> **YOUR INSTRUCTIONS**: Gather every line from the source data below that contains the string "black".

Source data
======

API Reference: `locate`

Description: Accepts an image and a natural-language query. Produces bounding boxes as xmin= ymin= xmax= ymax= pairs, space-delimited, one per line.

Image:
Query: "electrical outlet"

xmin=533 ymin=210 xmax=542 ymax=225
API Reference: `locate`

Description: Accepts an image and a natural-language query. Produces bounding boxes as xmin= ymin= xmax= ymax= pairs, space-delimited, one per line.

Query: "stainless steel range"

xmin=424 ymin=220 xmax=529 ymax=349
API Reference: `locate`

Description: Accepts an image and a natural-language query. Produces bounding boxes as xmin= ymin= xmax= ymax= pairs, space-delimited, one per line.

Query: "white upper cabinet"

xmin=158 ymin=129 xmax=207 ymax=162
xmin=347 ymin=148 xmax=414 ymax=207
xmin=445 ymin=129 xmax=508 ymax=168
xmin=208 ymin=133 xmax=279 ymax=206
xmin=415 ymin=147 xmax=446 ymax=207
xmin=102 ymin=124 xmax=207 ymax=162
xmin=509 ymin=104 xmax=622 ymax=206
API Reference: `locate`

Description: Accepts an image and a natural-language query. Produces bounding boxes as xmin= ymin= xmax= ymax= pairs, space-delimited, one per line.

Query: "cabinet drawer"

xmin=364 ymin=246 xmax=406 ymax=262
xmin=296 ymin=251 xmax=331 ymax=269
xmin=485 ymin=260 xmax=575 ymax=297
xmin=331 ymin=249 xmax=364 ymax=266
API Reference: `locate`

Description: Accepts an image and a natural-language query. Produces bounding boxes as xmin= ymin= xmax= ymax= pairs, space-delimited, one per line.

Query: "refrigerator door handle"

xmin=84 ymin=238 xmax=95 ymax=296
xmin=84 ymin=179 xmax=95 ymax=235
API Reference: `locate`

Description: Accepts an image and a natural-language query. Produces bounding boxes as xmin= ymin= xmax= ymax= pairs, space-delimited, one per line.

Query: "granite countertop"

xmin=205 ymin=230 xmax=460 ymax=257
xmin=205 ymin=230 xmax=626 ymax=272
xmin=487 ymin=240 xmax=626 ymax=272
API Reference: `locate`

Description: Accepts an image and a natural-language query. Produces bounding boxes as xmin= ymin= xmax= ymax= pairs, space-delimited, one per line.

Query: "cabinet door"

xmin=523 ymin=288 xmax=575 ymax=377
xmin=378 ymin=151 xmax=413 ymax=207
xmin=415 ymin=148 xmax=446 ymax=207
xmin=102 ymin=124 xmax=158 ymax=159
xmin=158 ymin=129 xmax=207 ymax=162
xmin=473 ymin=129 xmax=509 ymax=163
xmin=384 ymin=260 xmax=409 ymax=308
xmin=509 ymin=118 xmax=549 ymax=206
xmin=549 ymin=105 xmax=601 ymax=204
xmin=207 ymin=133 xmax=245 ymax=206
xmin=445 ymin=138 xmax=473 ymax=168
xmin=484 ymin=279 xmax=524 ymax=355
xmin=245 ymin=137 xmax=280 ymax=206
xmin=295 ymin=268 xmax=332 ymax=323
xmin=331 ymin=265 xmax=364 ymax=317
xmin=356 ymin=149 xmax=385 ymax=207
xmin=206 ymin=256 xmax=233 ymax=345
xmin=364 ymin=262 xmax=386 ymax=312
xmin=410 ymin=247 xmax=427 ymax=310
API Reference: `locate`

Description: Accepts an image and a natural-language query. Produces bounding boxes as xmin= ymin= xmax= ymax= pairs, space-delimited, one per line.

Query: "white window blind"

======

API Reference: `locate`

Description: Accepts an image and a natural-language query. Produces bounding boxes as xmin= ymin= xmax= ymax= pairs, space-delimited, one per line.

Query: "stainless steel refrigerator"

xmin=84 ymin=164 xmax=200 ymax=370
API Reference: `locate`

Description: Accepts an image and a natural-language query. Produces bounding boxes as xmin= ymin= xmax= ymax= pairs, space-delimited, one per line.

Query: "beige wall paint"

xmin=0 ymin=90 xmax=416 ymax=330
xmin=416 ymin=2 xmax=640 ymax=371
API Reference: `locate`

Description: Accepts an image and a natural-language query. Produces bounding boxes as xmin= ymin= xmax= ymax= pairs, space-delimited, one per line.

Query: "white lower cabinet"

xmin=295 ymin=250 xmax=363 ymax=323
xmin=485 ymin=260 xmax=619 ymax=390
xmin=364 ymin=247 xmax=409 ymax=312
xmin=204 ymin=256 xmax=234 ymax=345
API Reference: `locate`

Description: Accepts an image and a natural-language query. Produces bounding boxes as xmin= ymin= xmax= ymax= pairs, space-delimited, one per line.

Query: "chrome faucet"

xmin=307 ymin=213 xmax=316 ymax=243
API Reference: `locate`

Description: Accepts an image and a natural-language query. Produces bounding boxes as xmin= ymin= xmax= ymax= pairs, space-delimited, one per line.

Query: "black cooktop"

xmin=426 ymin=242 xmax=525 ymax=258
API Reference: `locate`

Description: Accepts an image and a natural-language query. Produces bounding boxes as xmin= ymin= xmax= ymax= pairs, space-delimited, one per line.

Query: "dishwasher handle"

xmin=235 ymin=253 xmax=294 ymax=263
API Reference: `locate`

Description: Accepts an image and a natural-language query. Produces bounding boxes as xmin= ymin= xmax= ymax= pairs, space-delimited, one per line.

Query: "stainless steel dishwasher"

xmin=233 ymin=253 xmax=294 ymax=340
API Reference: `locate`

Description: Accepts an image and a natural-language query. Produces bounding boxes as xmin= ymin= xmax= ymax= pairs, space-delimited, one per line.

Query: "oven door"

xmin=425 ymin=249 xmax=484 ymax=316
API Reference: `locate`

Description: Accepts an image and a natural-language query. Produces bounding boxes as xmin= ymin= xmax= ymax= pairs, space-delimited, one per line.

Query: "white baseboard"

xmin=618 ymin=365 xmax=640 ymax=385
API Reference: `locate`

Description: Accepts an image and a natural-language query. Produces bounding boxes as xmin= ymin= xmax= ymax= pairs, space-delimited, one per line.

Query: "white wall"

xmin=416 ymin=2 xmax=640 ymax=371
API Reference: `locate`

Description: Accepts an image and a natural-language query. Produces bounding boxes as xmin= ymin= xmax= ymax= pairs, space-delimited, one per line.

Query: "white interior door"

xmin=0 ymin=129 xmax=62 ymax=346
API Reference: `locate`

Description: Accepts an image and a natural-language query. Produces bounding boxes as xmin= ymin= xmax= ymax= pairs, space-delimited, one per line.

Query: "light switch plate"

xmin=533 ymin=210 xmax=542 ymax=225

======

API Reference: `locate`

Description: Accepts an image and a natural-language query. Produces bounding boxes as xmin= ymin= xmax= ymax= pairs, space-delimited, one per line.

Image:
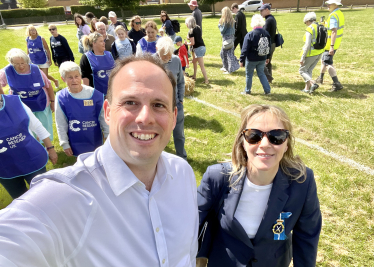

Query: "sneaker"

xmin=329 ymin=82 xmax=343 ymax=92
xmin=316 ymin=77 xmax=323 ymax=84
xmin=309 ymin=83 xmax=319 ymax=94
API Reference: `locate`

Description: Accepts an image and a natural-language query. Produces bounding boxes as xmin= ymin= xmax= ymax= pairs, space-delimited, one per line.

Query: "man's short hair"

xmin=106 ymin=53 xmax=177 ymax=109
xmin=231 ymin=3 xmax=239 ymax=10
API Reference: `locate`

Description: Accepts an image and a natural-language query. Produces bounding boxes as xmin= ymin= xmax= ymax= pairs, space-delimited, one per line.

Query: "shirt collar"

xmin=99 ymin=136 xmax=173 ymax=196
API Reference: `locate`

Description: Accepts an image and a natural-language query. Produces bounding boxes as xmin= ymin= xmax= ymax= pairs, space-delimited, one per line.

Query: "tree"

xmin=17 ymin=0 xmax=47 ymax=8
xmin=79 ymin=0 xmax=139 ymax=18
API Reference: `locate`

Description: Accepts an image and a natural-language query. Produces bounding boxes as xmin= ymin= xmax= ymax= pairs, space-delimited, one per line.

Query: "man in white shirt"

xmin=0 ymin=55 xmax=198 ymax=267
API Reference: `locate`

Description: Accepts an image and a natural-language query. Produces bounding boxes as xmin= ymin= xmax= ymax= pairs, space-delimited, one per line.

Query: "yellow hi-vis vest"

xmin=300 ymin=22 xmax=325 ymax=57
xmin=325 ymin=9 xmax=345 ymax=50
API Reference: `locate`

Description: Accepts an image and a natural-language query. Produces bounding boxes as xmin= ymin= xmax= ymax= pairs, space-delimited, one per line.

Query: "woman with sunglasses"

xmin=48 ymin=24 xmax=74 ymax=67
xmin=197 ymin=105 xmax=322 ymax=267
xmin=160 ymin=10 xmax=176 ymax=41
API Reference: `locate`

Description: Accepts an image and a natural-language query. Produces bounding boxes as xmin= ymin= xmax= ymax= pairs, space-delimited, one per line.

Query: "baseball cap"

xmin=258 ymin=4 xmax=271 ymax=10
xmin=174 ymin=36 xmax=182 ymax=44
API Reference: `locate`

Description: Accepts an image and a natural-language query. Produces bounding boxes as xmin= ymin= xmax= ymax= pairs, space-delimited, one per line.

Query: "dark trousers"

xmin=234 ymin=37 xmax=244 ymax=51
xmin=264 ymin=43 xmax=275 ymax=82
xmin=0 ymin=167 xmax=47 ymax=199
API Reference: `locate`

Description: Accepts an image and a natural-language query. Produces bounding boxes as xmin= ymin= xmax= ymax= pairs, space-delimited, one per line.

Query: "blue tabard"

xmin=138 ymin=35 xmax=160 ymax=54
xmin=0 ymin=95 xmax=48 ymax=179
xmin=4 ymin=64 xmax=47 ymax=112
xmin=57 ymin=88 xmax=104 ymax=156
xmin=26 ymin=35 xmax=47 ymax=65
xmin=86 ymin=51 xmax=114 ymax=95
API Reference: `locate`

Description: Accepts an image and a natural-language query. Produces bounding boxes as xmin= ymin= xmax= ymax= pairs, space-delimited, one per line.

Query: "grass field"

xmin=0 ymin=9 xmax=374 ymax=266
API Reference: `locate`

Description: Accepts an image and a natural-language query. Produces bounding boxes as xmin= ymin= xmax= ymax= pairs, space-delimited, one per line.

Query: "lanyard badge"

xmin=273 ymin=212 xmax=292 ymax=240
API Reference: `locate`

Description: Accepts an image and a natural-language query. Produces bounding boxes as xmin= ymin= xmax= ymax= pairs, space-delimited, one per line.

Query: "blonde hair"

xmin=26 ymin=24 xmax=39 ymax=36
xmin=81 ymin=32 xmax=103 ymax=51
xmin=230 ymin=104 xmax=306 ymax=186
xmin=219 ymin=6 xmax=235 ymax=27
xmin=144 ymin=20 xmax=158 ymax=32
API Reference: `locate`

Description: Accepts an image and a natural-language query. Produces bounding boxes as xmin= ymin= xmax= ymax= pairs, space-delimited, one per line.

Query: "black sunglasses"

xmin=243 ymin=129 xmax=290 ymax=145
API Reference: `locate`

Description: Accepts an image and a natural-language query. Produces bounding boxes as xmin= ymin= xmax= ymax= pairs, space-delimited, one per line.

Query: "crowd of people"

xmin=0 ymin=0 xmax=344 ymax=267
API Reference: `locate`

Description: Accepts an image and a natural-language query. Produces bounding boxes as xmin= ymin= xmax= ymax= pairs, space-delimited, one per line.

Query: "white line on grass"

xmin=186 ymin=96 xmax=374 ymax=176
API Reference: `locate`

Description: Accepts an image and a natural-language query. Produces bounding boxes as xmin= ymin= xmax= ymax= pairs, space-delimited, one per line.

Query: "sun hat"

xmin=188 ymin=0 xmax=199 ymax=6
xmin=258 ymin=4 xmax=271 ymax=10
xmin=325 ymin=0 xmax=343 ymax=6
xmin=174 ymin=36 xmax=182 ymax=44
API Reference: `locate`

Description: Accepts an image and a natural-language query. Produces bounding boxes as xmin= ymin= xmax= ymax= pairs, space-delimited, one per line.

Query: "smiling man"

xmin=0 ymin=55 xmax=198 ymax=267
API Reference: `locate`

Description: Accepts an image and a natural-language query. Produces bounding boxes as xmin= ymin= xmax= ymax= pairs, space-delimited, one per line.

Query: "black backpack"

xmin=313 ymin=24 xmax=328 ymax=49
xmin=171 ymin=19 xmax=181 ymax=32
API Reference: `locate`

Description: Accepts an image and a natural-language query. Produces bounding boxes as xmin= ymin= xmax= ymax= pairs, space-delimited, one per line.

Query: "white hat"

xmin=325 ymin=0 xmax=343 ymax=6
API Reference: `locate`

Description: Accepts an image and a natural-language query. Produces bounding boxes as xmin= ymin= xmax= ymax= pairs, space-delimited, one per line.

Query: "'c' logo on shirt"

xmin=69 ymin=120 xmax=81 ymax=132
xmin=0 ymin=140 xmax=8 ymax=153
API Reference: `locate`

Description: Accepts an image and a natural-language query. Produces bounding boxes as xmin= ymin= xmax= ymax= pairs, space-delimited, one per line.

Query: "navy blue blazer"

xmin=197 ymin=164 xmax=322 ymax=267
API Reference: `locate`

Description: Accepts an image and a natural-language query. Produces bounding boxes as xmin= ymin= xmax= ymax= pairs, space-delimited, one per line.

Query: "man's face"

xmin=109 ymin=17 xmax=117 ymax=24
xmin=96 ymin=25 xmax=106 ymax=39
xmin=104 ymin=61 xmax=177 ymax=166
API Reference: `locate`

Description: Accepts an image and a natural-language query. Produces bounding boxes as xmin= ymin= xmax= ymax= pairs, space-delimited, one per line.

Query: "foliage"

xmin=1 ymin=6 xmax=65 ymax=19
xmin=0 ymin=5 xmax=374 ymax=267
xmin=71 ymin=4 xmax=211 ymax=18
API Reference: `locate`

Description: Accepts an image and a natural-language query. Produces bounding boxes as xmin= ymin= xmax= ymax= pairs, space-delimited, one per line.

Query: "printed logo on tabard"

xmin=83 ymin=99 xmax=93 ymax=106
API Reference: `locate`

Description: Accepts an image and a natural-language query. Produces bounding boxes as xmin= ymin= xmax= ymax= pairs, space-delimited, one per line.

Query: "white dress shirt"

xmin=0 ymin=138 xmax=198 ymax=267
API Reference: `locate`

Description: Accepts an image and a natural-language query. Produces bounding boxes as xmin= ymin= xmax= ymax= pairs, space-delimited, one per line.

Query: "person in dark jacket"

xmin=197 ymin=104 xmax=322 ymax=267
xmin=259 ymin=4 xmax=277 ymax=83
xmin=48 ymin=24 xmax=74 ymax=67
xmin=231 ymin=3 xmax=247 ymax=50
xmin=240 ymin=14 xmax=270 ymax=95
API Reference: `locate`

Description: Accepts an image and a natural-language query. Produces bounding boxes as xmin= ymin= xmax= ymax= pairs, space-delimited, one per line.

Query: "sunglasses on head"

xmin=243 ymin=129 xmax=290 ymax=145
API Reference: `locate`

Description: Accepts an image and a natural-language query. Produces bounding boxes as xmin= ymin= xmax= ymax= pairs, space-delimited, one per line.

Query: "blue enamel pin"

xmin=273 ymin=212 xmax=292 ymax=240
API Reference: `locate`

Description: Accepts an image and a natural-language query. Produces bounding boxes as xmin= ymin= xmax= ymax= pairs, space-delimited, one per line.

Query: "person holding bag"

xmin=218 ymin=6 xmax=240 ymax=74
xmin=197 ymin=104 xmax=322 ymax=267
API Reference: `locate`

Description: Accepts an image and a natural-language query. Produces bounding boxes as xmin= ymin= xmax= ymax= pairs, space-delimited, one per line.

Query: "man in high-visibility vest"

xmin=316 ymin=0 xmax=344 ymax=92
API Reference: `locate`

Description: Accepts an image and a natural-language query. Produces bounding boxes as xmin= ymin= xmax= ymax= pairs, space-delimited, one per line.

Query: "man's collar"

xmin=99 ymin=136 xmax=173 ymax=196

======

> **PROBLEM SOLUTION**:
Query: "black cooktop"
Query: "black sunglasses"
Query: "black backpack"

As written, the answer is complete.